┌─ RECORDED DATA

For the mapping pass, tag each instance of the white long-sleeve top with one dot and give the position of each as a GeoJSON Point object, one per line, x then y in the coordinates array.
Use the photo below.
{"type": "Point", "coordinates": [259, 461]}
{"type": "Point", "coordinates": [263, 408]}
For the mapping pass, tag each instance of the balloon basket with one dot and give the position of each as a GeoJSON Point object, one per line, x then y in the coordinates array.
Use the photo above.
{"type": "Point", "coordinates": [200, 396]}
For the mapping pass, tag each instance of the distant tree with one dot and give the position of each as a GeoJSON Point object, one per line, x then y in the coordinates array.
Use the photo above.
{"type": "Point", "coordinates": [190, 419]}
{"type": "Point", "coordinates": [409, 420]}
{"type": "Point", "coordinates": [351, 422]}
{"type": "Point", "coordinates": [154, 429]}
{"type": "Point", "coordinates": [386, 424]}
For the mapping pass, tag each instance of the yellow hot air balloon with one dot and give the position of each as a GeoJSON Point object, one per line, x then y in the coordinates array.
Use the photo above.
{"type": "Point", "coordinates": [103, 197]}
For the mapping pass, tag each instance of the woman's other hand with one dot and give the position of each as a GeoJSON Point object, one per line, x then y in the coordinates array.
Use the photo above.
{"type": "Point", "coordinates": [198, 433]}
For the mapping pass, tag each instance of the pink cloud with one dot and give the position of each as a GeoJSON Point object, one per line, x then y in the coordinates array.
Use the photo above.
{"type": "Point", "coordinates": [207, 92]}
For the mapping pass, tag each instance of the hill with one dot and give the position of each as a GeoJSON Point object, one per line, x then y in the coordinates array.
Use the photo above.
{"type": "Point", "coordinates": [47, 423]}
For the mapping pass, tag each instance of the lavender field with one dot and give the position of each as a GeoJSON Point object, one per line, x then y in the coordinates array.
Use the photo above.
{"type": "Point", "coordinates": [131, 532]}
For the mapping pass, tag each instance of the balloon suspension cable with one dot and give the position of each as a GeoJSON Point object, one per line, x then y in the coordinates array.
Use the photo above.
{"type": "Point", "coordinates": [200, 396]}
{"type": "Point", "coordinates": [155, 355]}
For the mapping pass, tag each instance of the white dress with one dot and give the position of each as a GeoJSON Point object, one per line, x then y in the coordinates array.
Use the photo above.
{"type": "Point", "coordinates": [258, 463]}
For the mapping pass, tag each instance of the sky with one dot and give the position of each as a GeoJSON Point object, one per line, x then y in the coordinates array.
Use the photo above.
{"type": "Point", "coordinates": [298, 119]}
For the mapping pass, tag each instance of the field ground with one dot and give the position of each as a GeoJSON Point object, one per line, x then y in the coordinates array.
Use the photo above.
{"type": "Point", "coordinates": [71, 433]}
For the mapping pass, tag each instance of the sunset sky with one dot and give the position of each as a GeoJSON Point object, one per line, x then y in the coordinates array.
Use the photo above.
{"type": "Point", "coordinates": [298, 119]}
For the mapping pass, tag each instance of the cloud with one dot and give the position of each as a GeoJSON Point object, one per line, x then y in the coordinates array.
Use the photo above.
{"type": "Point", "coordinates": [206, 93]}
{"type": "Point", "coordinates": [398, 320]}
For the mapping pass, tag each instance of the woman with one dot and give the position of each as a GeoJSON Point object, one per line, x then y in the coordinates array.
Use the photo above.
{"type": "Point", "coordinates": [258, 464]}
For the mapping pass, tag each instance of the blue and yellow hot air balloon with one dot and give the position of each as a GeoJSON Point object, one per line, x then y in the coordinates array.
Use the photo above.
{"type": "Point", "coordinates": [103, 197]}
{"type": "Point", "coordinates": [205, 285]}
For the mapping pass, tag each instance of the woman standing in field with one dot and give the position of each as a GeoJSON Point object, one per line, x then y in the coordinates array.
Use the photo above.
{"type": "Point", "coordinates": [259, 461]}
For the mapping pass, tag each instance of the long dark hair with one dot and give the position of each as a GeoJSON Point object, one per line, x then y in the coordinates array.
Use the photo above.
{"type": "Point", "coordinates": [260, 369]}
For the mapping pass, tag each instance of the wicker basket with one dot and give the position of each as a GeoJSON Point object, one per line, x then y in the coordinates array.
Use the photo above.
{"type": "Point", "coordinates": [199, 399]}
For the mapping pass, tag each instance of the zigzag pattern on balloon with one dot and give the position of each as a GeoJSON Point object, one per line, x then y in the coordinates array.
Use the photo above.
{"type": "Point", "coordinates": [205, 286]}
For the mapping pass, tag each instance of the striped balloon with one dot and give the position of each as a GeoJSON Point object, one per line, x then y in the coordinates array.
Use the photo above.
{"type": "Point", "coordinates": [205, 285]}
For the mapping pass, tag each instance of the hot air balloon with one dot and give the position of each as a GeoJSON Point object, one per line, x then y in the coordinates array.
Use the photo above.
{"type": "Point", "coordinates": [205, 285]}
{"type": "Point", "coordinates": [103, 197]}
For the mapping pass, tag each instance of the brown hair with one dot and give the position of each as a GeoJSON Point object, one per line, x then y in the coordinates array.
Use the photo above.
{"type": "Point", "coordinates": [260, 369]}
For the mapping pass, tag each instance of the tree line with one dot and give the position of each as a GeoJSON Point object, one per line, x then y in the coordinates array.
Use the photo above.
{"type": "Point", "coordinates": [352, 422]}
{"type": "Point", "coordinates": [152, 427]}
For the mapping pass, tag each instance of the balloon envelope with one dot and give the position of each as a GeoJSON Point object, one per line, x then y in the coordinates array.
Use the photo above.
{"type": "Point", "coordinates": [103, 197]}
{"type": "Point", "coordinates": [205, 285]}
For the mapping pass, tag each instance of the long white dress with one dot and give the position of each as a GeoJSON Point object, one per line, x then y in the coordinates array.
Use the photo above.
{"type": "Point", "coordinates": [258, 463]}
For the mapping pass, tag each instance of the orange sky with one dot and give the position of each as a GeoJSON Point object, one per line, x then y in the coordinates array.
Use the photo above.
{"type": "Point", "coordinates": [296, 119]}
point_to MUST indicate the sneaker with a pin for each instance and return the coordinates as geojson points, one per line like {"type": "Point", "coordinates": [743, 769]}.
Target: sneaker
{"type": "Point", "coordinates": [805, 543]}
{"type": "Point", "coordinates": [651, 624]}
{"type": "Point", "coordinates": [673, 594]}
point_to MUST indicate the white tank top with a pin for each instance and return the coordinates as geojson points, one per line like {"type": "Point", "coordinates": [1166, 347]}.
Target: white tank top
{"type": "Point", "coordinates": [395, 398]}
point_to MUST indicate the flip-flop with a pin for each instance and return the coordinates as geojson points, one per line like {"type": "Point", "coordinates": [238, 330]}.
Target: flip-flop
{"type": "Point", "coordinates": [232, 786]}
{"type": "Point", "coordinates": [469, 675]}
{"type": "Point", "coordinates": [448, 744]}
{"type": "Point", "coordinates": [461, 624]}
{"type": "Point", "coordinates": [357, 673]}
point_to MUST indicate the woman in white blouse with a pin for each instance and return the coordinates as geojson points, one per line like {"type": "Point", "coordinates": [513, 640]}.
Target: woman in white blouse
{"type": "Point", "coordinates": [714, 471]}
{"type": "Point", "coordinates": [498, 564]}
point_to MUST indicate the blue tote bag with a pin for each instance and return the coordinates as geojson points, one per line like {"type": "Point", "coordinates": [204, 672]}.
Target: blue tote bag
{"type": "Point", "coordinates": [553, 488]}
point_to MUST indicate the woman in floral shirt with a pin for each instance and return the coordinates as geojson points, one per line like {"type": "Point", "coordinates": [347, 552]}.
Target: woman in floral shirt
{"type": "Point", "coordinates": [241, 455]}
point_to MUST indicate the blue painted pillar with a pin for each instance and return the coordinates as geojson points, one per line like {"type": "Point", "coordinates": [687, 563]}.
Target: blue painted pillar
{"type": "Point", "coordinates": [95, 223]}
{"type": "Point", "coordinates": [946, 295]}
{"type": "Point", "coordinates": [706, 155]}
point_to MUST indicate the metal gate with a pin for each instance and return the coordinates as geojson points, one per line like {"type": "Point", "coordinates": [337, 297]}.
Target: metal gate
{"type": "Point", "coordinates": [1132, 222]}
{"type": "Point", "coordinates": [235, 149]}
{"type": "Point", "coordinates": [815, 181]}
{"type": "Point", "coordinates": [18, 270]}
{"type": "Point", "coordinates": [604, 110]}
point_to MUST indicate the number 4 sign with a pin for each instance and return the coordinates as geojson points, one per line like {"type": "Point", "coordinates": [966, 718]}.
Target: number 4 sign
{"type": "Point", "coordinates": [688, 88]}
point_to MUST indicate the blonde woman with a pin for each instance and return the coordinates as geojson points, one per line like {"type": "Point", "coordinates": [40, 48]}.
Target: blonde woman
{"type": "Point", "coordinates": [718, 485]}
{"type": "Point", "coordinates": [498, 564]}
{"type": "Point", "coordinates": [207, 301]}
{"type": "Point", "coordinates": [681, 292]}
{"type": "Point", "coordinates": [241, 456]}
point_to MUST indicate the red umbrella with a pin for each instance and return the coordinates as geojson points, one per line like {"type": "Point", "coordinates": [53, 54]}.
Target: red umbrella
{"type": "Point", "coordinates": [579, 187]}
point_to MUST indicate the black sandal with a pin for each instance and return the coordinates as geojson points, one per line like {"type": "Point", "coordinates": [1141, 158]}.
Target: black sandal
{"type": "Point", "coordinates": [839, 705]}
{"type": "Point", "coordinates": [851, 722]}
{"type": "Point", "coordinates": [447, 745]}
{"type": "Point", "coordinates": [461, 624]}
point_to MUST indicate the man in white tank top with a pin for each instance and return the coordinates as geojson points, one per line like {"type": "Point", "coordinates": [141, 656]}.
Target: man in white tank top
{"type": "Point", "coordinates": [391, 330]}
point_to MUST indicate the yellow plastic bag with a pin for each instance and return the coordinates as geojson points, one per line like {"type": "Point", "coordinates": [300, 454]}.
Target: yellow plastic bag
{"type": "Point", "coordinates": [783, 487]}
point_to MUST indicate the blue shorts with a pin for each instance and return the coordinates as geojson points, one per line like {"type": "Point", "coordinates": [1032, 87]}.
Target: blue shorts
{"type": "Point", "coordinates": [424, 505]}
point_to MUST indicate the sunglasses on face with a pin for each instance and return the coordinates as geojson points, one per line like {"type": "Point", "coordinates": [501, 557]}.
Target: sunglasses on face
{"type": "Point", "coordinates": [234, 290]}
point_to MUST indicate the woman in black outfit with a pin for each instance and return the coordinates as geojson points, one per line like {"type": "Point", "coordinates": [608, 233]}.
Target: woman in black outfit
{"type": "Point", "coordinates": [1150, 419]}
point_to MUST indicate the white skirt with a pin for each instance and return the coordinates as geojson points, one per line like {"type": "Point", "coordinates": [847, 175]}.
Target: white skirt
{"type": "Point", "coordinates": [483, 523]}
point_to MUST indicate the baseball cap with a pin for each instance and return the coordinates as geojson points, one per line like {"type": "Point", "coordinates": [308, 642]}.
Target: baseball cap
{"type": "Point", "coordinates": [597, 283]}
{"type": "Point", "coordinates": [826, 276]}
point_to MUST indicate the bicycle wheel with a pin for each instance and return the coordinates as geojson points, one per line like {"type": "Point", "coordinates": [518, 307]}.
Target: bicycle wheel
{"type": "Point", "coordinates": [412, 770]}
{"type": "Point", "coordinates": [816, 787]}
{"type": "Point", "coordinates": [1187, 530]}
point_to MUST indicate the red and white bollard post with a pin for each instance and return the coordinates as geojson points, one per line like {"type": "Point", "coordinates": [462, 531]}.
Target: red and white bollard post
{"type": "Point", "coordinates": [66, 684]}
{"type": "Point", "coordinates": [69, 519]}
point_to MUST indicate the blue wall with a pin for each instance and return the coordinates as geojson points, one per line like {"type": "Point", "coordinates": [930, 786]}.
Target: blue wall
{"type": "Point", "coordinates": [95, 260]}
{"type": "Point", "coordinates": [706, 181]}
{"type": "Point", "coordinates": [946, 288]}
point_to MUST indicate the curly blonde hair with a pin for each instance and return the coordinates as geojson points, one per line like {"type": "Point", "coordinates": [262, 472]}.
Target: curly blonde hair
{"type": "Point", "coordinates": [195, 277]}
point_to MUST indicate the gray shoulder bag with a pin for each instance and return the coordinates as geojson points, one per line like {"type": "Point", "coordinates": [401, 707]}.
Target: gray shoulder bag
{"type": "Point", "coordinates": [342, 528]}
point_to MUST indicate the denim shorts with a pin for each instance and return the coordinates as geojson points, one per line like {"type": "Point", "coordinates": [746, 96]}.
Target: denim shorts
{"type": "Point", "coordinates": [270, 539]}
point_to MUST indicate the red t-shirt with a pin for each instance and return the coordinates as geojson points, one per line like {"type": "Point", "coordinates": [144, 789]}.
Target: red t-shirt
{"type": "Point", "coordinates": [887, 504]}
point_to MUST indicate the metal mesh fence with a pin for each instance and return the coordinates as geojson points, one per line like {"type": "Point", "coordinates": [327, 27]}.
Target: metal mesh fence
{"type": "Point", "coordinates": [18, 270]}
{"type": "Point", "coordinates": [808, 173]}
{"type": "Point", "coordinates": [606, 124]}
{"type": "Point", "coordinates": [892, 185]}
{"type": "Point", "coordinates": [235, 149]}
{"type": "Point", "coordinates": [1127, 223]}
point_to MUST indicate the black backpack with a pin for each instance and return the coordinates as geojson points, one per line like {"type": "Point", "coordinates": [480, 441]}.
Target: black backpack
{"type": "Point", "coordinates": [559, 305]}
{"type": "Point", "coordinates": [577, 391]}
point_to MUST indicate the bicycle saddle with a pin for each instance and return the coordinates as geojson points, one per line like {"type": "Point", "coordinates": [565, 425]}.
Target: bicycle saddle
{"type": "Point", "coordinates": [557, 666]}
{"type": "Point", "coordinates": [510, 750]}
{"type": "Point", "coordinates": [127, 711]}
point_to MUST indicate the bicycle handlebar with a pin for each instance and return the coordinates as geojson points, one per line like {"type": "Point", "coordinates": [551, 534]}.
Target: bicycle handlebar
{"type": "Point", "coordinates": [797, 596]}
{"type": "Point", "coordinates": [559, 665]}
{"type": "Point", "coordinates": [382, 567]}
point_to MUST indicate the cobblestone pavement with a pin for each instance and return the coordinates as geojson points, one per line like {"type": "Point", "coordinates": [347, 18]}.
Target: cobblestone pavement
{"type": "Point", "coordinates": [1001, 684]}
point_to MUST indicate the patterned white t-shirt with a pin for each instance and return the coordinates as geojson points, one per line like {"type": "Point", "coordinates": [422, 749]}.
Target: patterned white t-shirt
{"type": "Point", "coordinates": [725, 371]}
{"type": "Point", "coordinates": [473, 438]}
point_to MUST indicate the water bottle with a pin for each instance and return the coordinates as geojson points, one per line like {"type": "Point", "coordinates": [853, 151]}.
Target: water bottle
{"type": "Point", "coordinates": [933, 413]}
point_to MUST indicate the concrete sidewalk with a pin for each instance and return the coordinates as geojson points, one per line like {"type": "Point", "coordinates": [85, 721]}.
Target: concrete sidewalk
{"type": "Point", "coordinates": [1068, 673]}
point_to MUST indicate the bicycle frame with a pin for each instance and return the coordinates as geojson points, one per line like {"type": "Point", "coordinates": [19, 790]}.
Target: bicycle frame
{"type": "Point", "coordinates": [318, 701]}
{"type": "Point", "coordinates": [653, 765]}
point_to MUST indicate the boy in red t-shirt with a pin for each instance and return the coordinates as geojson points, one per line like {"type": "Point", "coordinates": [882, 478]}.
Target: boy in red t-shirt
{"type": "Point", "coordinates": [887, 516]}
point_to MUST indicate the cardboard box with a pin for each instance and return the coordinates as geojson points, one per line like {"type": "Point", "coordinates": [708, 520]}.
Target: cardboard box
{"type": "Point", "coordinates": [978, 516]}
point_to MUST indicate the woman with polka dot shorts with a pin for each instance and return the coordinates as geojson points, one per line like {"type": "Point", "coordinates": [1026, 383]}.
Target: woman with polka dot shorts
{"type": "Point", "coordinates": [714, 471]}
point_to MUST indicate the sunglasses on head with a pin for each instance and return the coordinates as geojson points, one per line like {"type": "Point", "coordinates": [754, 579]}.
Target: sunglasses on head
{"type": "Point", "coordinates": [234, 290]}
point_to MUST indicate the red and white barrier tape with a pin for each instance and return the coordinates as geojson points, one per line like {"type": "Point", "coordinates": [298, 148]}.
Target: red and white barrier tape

└─

WHAT YOU ARE ASKED TO DO: Look above for the line holding "Target: blue tote bag". Print it and every line after it, exactly, through the line holding "point_to MUST indicate the metal gate".

TASK OUTPUT:
Target: blue tote bag
{"type": "Point", "coordinates": [553, 488]}
point_to MUST indicate the woman in floral shirt with a pin for each instance and return the coordinates as geojson points, one per line like {"type": "Point", "coordinates": [347, 552]}.
Target: woman in floral shirt
{"type": "Point", "coordinates": [241, 455]}
point_to MUST indicate the blue painted pillar with a pin for each instance and return the coordinates as geojson points, one per line like {"type": "Point", "coordinates": [687, 563]}.
Target: blue painted pillar
{"type": "Point", "coordinates": [95, 223]}
{"type": "Point", "coordinates": [946, 295]}
{"type": "Point", "coordinates": [706, 155]}
point_to MUST indicate the metal gate with a pin for each instance and return the coordinates as geojson points, one per line like {"type": "Point", "coordinates": [337, 297]}.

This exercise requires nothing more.